- [WORK TO COMPLETE]:
Print verbatim the lines of the entries from the one containing "the green foliage" to the last, inclusive, and no others.

Data entries:
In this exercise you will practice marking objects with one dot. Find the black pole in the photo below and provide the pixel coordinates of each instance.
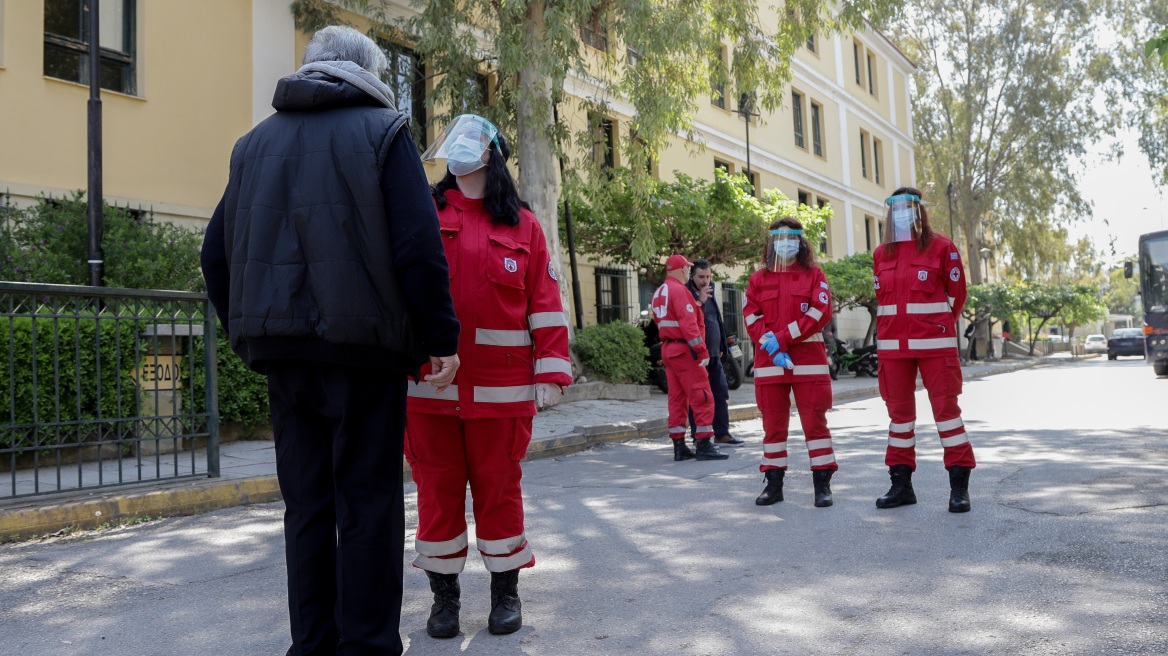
(96, 256)
(577, 297)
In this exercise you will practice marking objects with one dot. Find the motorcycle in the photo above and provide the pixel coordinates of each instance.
(861, 361)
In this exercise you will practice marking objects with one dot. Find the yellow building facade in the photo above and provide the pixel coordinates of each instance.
(185, 79)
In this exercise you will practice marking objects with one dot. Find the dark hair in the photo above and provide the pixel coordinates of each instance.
(500, 196)
(806, 257)
(925, 235)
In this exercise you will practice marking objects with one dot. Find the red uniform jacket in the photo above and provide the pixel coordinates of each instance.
(919, 297)
(506, 297)
(680, 321)
(794, 305)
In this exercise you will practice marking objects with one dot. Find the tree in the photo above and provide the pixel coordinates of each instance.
(720, 221)
(852, 286)
(653, 54)
(1006, 97)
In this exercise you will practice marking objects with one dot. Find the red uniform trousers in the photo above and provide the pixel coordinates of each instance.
(943, 382)
(813, 400)
(689, 388)
(445, 454)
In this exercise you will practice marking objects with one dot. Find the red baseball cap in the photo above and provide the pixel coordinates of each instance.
(676, 262)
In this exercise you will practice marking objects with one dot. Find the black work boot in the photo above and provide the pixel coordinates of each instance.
(681, 451)
(773, 490)
(506, 615)
(707, 451)
(822, 481)
(959, 489)
(443, 620)
(901, 493)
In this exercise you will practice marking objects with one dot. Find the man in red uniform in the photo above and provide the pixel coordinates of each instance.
(681, 327)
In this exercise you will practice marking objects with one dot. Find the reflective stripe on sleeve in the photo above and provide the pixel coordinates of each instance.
(505, 545)
(937, 343)
(553, 365)
(950, 425)
(547, 320)
(956, 440)
(425, 390)
(488, 337)
(515, 393)
(444, 548)
(926, 308)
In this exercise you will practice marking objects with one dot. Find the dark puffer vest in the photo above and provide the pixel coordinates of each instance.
(306, 234)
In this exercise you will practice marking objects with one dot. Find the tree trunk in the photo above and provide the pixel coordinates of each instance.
(539, 182)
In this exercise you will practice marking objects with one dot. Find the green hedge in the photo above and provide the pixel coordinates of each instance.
(614, 351)
(242, 392)
(70, 391)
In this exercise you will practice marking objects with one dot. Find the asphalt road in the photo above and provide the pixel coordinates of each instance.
(1063, 552)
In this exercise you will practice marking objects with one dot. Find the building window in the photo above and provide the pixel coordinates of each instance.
(871, 74)
(797, 111)
(603, 141)
(855, 55)
(817, 128)
(405, 77)
(67, 42)
(611, 295)
(717, 84)
(595, 32)
(863, 153)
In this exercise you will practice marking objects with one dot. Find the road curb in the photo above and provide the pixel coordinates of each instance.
(190, 497)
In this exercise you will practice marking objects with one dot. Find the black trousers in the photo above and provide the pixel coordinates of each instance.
(339, 433)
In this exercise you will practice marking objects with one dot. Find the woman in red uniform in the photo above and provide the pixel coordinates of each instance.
(787, 305)
(919, 293)
(514, 355)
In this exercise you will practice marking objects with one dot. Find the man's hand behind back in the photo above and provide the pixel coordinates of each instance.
(443, 370)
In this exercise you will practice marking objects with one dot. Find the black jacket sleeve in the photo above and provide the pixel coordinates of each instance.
(416, 243)
(216, 270)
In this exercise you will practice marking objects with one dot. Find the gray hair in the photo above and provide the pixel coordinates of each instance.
(341, 43)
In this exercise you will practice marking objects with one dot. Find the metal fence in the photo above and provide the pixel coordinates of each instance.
(105, 386)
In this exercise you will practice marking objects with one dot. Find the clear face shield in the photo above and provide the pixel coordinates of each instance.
(902, 223)
(783, 249)
(463, 142)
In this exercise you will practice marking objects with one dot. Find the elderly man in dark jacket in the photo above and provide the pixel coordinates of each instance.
(700, 285)
(325, 262)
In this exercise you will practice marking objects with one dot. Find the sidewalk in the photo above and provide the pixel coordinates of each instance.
(248, 468)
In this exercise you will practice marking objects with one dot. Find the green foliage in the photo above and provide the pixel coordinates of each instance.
(614, 351)
(67, 383)
(242, 392)
(717, 220)
(49, 243)
(850, 279)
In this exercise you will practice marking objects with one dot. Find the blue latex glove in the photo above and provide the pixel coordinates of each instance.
(770, 343)
(784, 361)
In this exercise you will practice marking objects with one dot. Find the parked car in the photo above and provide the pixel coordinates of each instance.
(1125, 341)
(1095, 343)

- [RESPONSE AREA]:
In this exercise you will practice marking objects with one dot. Find the green foliage in the photo above and provide the pixel coordinates of each instance.
(614, 351)
(67, 383)
(242, 392)
(717, 220)
(49, 243)
(850, 279)
In this exercise you will practice marking objects with one dot. Find the blue latex glove in the photo above and provide the pixel coordinates of each instance.
(770, 343)
(784, 361)
In this exercise you will practice marking objects with one dot. Find the parked car in the photo above and provide the pixel coordinates of each instance.
(1125, 341)
(1095, 343)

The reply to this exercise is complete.